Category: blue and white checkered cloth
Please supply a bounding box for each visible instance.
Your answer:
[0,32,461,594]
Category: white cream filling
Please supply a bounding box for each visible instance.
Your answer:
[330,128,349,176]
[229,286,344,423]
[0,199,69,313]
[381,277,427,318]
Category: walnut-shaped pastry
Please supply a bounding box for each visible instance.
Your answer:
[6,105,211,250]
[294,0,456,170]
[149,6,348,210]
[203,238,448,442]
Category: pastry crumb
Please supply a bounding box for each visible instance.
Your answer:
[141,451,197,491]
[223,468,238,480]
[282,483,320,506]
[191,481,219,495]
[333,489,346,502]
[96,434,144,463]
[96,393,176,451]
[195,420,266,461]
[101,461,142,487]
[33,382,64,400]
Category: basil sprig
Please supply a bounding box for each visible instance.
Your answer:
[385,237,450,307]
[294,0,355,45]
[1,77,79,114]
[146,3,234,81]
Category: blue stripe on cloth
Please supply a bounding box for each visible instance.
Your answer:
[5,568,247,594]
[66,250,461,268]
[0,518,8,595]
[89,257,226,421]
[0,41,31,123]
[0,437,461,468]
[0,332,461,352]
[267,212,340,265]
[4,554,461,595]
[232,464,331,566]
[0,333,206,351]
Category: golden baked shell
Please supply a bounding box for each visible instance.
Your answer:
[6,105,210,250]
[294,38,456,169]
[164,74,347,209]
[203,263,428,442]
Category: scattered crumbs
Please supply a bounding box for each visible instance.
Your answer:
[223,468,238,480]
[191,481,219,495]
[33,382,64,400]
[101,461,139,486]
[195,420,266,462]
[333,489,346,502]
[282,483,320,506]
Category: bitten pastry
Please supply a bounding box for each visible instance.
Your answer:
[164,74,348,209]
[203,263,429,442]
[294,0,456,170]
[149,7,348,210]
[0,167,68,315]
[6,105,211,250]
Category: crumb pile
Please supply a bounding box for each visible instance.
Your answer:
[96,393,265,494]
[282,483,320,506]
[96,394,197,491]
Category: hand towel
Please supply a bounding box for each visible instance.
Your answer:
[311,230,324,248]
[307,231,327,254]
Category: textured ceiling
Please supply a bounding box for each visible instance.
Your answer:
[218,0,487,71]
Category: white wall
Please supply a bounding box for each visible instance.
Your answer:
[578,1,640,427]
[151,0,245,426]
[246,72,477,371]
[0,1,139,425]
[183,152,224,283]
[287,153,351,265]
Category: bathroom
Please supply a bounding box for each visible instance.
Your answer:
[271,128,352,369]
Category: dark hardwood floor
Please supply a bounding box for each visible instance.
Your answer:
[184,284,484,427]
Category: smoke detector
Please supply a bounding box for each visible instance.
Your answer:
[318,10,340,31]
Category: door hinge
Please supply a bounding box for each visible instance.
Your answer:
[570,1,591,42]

· · · · · · ·

ISTRUZIONE ASSEGNATA
Nel materiale sostituisci "Category" con "Label" dalla riga che contiene "Category: pastry crumb" fino alla riga che contiene "[271,128,352,369]", inclusa. Riporta soltanto queste righe, lasciando tutto il resto invariato.

RISPOSTA AL COMPITO
Label: pastry crumb
Please supply a bounding box for each visible instance.
Your answer:
[141,451,197,491]
[223,468,238,480]
[282,483,320,506]
[191,481,219,495]
[333,489,346,502]
[96,434,144,463]
[96,393,176,451]
[195,420,266,461]
[101,461,142,487]
[33,382,64,400]
Label: basil sprig
Please supply a bounding box for each visible instance.
Your answer:
[385,237,450,307]
[294,0,355,45]
[1,77,79,114]
[146,3,234,81]
Label: blue stripe on cloth
Please supply a bounding box for each visible instance.
Your answer:
[5,568,247,594]
[66,250,461,268]
[0,518,8,595]
[89,257,226,421]
[0,41,31,123]
[0,437,461,468]
[0,332,461,352]
[267,212,340,265]
[4,554,461,595]
[232,464,331,566]
[0,333,206,351]
Label: golden baked shell
Please supply a bounding box for each visible instance.
Your answer:
[6,105,210,250]
[294,38,456,169]
[164,74,347,209]
[203,263,428,442]
Label: scattered crumbs
Please supply a bounding box for each visible instance.
Your answer:
[223,468,238,480]
[191,481,219,495]
[33,382,64,400]
[101,461,139,486]
[195,420,266,462]
[333,489,346,502]
[282,483,320,506]
Label: bitten pastry
Please supply a bounding box for each visible instance.
Your answer:
[164,74,348,209]
[203,263,429,442]
[294,0,456,170]
[149,7,348,210]
[0,167,68,315]
[6,105,211,250]
Label: crumb pile
Please supply a bounding box for each visible instance.
Your answer:
[96,393,265,494]
[282,483,320,506]
[96,394,197,491]
Label: hand towel
Please supply a bounding box for each visible instance.
Your answer:
[311,230,324,248]
[307,231,327,254]
Label: textured ceiling
Please supply a bounding box for each visible instance.
Your answer:
[218,0,487,71]
Label: white wall
Please supply a bounding box for each visible instance.
Your answer:
[578,1,640,427]
[151,0,245,426]
[246,72,477,371]
[0,1,139,425]
[183,152,224,283]
[287,153,351,265]
Label: bathroom
Please supply a bounding box for each visible instance.
Your answer:
[271,128,352,369]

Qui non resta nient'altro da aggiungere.